Exercise brief:
Set down the rows below word for word, starting at the first row and ending at the line that contains "[0,304,640,419]", with both of those lines included.

Extracted information:

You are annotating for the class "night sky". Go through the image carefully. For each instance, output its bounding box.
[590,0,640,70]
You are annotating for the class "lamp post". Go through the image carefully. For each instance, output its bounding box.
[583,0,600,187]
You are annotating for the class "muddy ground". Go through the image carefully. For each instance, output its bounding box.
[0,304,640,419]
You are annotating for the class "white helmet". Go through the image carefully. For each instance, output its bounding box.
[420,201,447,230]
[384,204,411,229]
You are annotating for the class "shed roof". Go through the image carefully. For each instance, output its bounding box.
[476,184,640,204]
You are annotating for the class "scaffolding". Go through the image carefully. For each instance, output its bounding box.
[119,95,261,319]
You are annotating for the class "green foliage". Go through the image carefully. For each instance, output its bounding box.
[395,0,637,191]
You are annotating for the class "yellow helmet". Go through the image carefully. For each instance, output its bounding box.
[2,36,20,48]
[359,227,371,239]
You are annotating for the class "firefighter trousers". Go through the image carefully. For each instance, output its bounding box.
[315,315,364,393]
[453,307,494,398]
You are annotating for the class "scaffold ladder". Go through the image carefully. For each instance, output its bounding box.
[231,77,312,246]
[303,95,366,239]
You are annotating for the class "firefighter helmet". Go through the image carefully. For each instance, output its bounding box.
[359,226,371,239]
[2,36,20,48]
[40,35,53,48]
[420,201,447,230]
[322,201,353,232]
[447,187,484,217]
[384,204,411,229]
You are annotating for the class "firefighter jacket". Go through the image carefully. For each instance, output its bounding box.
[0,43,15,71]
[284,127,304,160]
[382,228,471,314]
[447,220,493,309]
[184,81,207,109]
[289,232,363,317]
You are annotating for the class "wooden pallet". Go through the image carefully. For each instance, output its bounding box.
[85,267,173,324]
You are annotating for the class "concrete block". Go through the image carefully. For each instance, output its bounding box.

Solution below:
You are annotating for the class "night sky". Go through the image carefully. For each instance, output its bounding box.
[590,0,640,70]
You are annotating for the class "lamp post". Go through the image carefully. For each instance, output its bounding box.
[583,0,600,187]
You are annotating for the class "muddy ground". Go through the image carefully. For each instance, output its bounding box.
[0,304,640,419]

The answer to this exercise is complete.